Google has officially unveiled its anticipated AI image editor, known as Nano Banana, confirming weeks of speculation among technology enthusiasts. The company announced that this uniquely named tool is now available as Gemini 2.5 Flash Image, integrated directly into the Gemini app for users globally. The excitement surrounding Nano Banana began when peculiar yet consistently edited AI photos started appearing online, generating curiosity about the underlying technology. Last evening, Google CEO Sundar Pichai addressed the speculation with a playful post on X (formerly Twitter). His message, featuring three banana emojis, was accompanied by a collection of images showing his dog, Jeffree, reimagined in various roles such as a surfer, cowboy, superhero, and chef.
The edits, shared in celebration of International Dog Day, showcased the model’s capability to preserve Jeffree’s unique appearance across different contexts. Pichai wrote: “Our image editing model is now rolling out in @Geminiapp – and yes, it’s (banana emojis). Top of @lmarena’s image edit leaderboard, it’s especially good at maintaining likeness across different contexts. Check out a few of my dog Jeffree in honour of International Dog Day – though don’t let these fool you, he definitely prefers the couch:).” The Gemini 2.5 Flash Image model enhances Google’s prior ventures into generative visuals. A common criticism of AI image generation has been its struggle to retain likeness—whether for pets or people.

▶ DATA FOR REVIEW
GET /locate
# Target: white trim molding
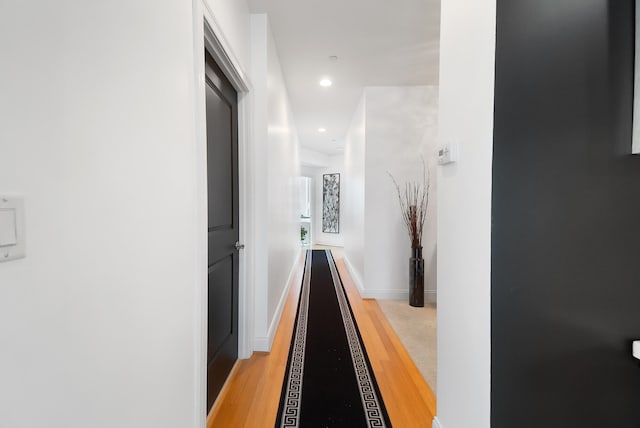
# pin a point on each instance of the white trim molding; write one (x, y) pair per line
(263, 344)
(355, 275)
(208, 34)
(430, 296)
(222, 52)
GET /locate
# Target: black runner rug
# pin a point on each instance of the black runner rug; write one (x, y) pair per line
(329, 381)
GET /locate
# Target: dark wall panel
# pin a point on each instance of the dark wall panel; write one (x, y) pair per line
(566, 217)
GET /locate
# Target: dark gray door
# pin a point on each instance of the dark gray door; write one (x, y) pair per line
(222, 193)
(566, 202)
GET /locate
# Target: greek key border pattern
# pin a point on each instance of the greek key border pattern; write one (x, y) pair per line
(293, 394)
(370, 402)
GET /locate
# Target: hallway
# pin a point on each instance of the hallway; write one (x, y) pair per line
(250, 397)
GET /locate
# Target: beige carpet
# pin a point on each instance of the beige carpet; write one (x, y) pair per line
(416, 328)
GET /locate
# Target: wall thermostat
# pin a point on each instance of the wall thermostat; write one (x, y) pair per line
(447, 153)
(12, 242)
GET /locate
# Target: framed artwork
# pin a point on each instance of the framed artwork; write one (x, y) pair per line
(331, 203)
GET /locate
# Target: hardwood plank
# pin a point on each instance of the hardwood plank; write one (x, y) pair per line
(252, 395)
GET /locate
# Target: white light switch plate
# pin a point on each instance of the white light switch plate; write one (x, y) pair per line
(12, 238)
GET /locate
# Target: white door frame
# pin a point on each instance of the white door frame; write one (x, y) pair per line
(207, 33)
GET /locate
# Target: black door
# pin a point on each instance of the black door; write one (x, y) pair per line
(566, 202)
(222, 193)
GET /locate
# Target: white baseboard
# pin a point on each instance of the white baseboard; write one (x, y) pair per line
(388, 294)
(355, 276)
(261, 343)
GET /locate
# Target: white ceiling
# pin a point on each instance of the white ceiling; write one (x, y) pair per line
(377, 42)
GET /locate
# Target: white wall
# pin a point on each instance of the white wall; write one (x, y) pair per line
(392, 128)
(335, 165)
(353, 190)
(464, 213)
(234, 23)
(401, 128)
(97, 133)
(313, 159)
(276, 163)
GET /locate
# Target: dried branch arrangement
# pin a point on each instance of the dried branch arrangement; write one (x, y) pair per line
(414, 201)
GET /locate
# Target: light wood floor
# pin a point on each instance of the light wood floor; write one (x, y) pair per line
(251, 396)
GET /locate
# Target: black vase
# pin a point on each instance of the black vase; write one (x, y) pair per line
(416, 278)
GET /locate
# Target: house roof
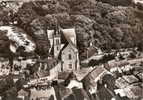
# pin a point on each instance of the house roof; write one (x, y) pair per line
(80, 74)
(70, 35)
(130, 78)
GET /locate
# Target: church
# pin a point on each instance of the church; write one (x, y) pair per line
(64, 48)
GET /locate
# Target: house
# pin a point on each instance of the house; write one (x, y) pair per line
(91, 79)
(64, 47)
(50, 68)
(23, 95)
(40, 94)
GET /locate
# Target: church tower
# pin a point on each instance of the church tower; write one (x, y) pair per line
(56, 42)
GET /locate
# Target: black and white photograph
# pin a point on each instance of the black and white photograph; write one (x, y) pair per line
(71, 49)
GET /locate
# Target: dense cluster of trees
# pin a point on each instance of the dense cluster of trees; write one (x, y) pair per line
(109, 23)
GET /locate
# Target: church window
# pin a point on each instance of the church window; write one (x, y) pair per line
(57, 42)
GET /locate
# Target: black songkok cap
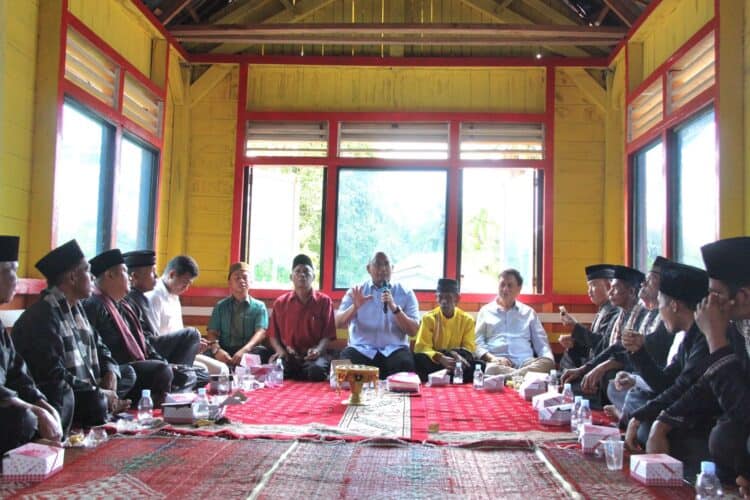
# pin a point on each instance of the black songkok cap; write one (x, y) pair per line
(302, 259)
(9, 248)
(728, 260)
(105, 260)
(61, 259)
(682, 282)
(659, 262)
(139, 258)
(600, 271)
(632, 276)
(447, 285)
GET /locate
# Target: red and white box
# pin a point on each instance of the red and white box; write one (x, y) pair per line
(404, 382)
(555, 415)
(439, 378)
(531, 388)
(494, 383)
(592, 434)
(657, 469)
(32, 462)
(547, 399)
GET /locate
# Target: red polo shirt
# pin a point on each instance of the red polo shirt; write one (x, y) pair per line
(301, 326)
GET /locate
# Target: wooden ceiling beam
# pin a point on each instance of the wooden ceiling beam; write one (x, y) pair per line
(624, 10)
(172, 9)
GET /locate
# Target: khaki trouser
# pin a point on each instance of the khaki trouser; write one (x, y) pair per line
(542, 365)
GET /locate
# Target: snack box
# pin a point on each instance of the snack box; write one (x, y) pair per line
(32, 462)
(656, 469)
(592, 434)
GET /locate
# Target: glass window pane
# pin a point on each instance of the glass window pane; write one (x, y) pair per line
(697, 214)
(286, 214)
(136, 195)
(78, 181)
(649, 206)
(400, 212)
(498, 228)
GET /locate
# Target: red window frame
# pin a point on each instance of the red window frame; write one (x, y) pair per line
(453, 165)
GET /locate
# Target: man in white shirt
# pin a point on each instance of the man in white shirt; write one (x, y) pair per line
(167, 309)
(510, 338)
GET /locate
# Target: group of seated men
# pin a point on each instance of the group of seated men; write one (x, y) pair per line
(667, 353)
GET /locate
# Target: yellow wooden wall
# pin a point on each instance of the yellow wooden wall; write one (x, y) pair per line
(579, 156)
(18, 49)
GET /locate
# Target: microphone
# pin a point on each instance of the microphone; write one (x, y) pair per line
(383, 288)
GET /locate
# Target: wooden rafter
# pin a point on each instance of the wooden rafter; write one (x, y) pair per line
(389, 34)
(172, 9)
(624, 10)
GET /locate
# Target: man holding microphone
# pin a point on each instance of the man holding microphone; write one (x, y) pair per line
(380, 316)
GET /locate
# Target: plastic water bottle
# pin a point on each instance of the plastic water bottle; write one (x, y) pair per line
(552, 381)
(478, 377)
(458, 373)
(200, 406)
(277, 374)
(145, 408)
(574, 414)
(584, 415)
(568, 394)
(707, 485)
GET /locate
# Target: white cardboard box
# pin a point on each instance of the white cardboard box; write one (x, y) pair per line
(592, 434)
(32, 462)
(546, 399)
(555, 415)
(657, 469)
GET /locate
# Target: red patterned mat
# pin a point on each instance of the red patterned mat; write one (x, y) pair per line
(345, 470)
(464, 409)
(158, 467)
(590, 476)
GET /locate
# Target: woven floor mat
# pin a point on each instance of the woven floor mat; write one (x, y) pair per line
(161, 467)
(363, 470)
(591, 478)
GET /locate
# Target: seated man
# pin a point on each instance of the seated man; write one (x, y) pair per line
(381, 316)
(166, 311)
(580, 344)
(24, 411)
(178, 347)
(445, 336)
(301, 326)
(681, 288)
(723, 390)
(238, 323)
(509, 333)
(61, 349)
(595, 375)
(120, 329)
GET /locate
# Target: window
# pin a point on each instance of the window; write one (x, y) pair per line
(285, 209)
(697, 209)
(401, 212)
(136, 197)
(100, 200)
(499, 227)
(81, 181)
(649, 206)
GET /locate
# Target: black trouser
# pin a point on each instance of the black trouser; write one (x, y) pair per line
(178, 347)
(400, 360)
(315, 371)
(153, 375)
(425, 365)
(17, 426)
(728, 445)
(60, 397)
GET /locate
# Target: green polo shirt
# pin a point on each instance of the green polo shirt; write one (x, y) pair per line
(237, 321)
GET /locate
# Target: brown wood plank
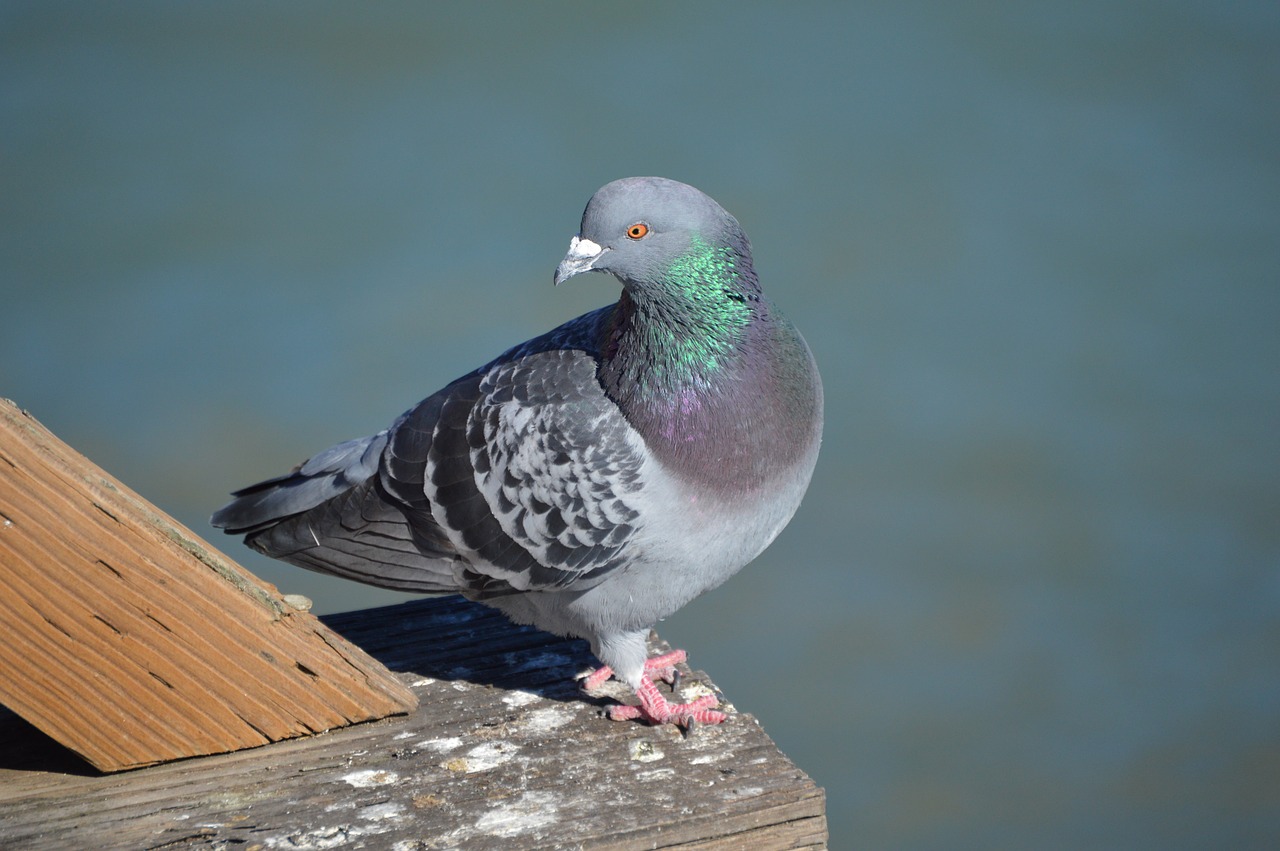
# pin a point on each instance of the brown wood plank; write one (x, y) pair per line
(502, 753)
(131, 641)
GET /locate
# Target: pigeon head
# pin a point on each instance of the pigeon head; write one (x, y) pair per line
(661, 238)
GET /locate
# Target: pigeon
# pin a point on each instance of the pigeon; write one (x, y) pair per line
(592, 480)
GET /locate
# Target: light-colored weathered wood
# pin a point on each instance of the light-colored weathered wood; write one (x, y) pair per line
(502, 753)
(131, 641)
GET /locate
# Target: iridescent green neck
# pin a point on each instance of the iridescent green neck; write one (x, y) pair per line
(686, 328)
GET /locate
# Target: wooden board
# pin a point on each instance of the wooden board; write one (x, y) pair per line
(502, 753)
(131, 641)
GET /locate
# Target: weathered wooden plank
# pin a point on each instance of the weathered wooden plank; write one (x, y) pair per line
(132, 641)
(502, 753)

▶ EXERCISE INSTRUCTIONS
1: In the Nano Banana article, rewrite the paragraph that begins "Google has officially unveiled" as a short bulleted list that keeps its main facts.
2: Resume the Nano Banana article after its last sentence.

▶ RESPONSES PER TASK
1:
- Google has officially released its long-awaited AI image editor, Nano Banana, confirming weeks of guessing among tech fans.
- The tool is now available as Gemini 2.5 Flash Image, built into the Gemini app for users around the world.
- Interest began when odd but consistently edited AI photos started showing up online.
- Last evening, Google CEO Sundar Pichai responded with a playful post on X (formerly Twitter) that included three banana emojis.
- The post showed his dog, Jeffree, pictured as a surfer, a cowboy, a superhero and a chef.

2:
Nano Banana aims to tackle this issue by centering edits around the original subject’s distinctive features. The tool is designed for ease of use: users upload a photo, input a prompt, and the AI applies edits that honor the subject’s characteristics. In addition to single-step edits, Nano Banana introduces multi-turn editing, allowing users to refine or expand upon images incrementally. Another feature is design mixing, which permits textures and patterns from one image to transfer to another. For example, butterfly wings could inspire a dress print, or rain boots could feature the texture of flower petals. The model also facilitates photo blending, enabling multiple images to merge into a single composition seamlessly.
Edited images can even be reintroduced into Gemini to create animated video outputs, broadening creative avenues. The rollout of Nano Banana is comprehensive, as Google confirmed it is accessible worldwide through the Gemini app for both free and paid users. To uphold transparency, every AI-generated image will include Google’s SynthID digital watermark, both visible and invisible, clearly differentiating them from authentic photographs. For businesses and developers, the model is also available via the Gemini API, Google AI Studio, and Vertex AI, with pricing set at $30 per million output tokens, translating to approximately $0.039 per image generated.
With its playful branding and advanced features, Nano Banana embodies Google’s ongoing effort to make AI both accessible and creative, while addressing a long-standing challenge in image generation: ensuring that edits maintain a personal and authentic touch.